Gösterilen metin —
——

Araplar gibi Sami soyuna mensup bir halk olan Yahudiler, aslen Ortadoğulu bir kavimdir. Bugün kurdukları devlet, Filistinlilere karşı hiçbir insan hakkına riayet etmeden katliamlar yaparken en büyük desteği de Batılı devletlerden alıyor. İsrail'in Gazze'de yaptığı katliamlara ses çıkarmayan, hatta teşvik eden Avrupa'nın tarihi ise Hitler'in dışında da bir antisemitizm, yani Yahudi düşmanlığı ve katliamlar tarihidir
Avrupalıların Yahudilere karşı ilk katliam ve sürgünleri Roma İmparatorluğu zamanında başladı. Romalı Praetor Gnaeus Cornelius Scipio Hispanus, Roma'daki Yahudileri MÖ 139'da sürdü. Pompeius, MÖ 64'te Suriye'yi, MÖ 63'te ise bugünkü Filistin'i ele geçirdi. Yahudilerin bir kısmı imparatorluğun başka bölgelerine sürüldüler.

——

Verilen satırlar —
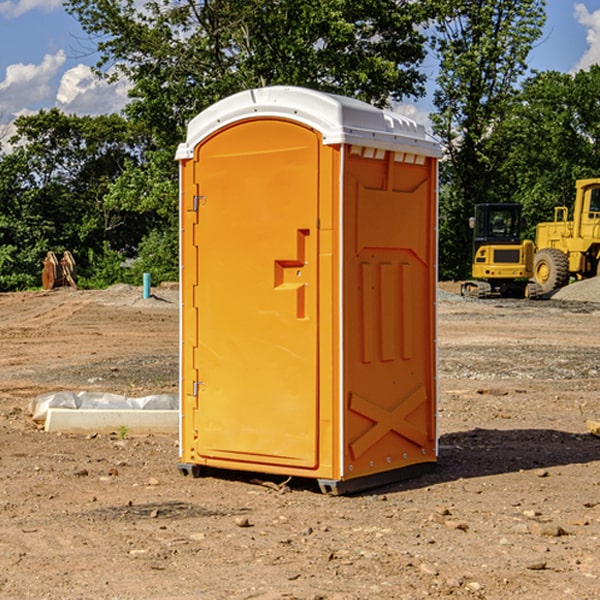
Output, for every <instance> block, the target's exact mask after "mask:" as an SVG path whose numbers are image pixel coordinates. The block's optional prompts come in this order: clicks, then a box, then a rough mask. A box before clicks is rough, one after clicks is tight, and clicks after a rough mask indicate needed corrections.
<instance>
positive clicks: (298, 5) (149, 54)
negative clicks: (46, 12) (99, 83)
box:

——

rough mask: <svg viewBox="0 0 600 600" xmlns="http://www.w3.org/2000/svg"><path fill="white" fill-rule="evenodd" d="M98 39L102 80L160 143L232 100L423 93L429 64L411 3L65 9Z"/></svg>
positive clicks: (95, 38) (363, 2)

——

Alıştırmanın amacı —
Gösterilen metne göre şu soruları yanıtlayın:
(a) Yahudiler hangi soya mensup bir halk olarak tanıtılıyor?
(b) Roma'daki Yahudileri MÖ 139'da kim sürdü?
(c) Pompeius bugünkü Filistin'i hangi yıl ele geçirdi?

Görevin yanıtı —
(a) Sami soyuna.
(b) Romalı Praetor Gnaeus Cornelius Scipio Hispanus.
(c) MÖ 63'te.